Reproduce the data starting with the line with "For this challenge, identify the tall grass" and going on through the line with "point(326, 398)", switching "bather" to "swimmer" and leaving everything else unchanged. Omit the pictures from your answer.

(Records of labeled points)
=-=-=-=-=
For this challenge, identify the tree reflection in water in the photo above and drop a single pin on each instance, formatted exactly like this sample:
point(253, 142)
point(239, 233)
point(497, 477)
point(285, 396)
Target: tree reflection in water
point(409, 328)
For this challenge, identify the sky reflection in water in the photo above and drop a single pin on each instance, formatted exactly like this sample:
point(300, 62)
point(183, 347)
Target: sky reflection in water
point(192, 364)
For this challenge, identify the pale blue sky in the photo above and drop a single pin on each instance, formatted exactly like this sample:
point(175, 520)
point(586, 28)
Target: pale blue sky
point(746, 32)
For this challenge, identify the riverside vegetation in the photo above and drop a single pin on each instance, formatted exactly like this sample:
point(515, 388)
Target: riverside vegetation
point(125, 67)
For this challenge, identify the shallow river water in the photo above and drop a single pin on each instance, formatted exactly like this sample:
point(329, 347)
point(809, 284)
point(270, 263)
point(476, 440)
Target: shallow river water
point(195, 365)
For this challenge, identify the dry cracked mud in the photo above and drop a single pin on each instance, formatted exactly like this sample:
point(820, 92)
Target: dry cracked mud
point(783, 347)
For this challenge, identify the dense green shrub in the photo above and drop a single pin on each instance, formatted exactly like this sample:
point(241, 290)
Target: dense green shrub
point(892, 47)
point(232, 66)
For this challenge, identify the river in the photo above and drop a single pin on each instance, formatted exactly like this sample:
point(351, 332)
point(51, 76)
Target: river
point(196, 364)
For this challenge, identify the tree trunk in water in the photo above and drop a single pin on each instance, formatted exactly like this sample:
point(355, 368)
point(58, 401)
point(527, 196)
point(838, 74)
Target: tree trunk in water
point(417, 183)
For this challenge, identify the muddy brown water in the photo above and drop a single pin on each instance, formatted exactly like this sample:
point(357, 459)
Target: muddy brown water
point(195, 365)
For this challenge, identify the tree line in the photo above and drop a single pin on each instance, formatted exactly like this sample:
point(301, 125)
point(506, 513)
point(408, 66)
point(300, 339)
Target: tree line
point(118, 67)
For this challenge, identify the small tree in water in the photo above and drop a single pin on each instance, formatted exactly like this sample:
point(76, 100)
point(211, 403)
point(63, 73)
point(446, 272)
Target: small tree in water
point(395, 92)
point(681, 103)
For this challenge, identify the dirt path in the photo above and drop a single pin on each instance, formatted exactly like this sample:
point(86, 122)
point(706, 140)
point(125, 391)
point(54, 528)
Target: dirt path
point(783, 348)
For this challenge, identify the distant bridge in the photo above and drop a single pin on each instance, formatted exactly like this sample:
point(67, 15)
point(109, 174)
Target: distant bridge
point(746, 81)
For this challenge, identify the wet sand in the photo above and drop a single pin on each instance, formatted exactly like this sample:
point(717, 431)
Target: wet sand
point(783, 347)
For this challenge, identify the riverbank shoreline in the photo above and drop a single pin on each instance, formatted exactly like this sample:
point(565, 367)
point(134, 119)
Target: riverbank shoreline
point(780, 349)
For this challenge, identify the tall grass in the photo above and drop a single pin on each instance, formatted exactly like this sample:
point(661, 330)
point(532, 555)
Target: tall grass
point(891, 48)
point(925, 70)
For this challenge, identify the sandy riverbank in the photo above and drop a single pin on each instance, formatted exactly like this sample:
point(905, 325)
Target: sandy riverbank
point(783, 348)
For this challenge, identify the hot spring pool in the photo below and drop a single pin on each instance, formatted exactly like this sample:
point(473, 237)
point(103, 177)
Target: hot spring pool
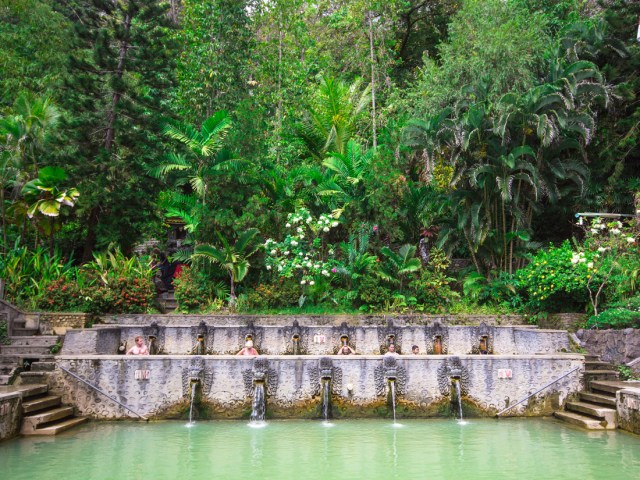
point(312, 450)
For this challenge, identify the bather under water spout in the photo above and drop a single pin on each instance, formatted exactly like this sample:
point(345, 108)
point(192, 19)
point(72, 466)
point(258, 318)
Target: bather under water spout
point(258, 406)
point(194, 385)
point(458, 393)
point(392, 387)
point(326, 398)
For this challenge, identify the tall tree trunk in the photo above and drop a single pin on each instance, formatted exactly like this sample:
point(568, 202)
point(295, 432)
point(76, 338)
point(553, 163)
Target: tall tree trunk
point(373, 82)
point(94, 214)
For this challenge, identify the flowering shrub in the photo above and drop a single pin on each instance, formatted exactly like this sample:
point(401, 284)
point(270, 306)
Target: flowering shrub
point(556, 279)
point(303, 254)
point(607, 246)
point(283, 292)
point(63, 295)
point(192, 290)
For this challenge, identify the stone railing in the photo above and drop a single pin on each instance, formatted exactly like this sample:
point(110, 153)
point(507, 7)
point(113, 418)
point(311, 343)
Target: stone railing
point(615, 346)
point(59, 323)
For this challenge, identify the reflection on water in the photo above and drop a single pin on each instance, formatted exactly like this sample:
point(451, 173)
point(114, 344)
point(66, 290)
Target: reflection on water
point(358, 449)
=-=-=-=-=
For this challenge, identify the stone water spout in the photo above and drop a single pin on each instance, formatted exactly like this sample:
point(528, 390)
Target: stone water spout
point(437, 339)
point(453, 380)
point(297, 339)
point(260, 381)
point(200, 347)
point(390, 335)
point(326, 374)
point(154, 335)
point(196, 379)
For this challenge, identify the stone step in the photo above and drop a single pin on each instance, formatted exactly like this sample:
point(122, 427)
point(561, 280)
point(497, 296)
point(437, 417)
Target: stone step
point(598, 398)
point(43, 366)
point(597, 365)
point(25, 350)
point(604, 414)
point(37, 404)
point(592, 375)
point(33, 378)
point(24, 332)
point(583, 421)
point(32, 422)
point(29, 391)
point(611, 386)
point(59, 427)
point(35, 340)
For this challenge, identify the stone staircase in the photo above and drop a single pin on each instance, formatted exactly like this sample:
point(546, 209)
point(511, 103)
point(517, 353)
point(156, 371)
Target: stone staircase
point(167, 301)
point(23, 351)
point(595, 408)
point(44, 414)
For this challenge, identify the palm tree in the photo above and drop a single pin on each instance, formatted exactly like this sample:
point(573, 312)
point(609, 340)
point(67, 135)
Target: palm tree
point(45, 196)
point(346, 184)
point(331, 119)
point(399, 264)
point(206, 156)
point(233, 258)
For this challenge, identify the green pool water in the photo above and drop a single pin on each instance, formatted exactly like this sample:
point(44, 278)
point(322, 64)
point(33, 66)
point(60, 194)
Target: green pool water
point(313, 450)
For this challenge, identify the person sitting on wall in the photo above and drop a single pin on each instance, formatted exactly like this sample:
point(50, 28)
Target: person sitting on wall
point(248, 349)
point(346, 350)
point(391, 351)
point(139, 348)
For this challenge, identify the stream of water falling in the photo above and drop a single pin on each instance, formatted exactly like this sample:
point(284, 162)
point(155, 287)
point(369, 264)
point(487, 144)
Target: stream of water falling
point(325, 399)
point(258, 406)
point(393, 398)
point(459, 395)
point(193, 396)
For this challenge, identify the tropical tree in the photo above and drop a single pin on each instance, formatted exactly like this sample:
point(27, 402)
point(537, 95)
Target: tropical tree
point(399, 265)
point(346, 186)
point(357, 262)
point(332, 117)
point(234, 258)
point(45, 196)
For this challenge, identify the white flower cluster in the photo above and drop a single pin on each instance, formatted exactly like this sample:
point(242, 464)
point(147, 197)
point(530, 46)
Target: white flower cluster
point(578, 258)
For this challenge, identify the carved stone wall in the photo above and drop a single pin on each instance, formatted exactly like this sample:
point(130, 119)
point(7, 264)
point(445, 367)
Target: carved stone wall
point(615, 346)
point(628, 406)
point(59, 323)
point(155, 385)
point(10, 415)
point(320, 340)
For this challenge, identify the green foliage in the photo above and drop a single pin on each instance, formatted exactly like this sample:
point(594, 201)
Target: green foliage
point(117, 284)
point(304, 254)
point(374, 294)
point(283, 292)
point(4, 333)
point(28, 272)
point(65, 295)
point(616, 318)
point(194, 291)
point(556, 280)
=-=-=-=-=
* _FULL RESPONSE_:
For this challenge, identify the tall grass in the photo above and drop a single pin on each instance, formatted exactly like this sample:
point(661, 330)
point(532, 555)
Target: tall grass
point(891, 48)
point(925, 70)
For this challenge, identify the sandy riverbank in the photo above and drop a single pin on each instance, formatted exactly like this sample:
point(905, 325)
Target: sandy riverbank
point(783, 348)
For this challenge, identify the hot spring pool in the photo below and drop a single pin on each instance, formatted exactly like this sample:
point(473, 237)
point(103, 177)
Target: hot spring pool
point(312, 450)
For this challenge, identify the swimmer under water spout in the photo above and drop a single pin on each instance, formatted exactly like this sample:
point(345, 108)
point(192, 19)
point(72, 466)
point(258, 318)
Target: swimmer under water spout
point(258, 406)
point(194, 385)
point(458, 393)
point(392, 387)
point(326, 398)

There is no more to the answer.